• _TEXT_:
++++++

THE BOWMEN -
An Introduction
page 2
by Arthur Machen
Again I apologise for entering so pompously into the minutiæ of
my bit of a story, as if it were the lost poems of Sappho; but it appears that
the subject interests the public, and I comply with my instructions. I take it,
then, that the origins of THE BOWMEN were composite. First of all, all ages and nations have
cherished the thought that spiritual hosts may come to the help of earthly arms,
that gods and heroes and saints have descended from their high immortal places
to fight for their worshippers and clients. Then Kipling's story of the ghostly
Indian regiment got in my head and got mixed with the mediævalism that is always
there; and so THE BOWMEN was
written. I was heartily disappointed with it, I remember, and thought it--as I
still think it--an indifferent piece of work. However, I have tried to write for
these thirty-five long years, and if I have not become practised in letters, I
am at least a past master in the Lodge of Disappointment. Such as it was, THE BOWMEN appeared in
THE EVENING NEWS of September 29th, 1914.

++++++

Stored entries:

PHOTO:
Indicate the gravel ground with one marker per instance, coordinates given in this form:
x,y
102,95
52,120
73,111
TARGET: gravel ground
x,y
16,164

++++++

• _PROBLEM DETAILS_: According to the introduction, in which newspaper and on what date did THE BOWMEN first appear? Rely only on the introduction when answering.

• _RESULT FOR THIS EXERCISE_: It appeared in THE EVENING NEWS on September 29th, 1914.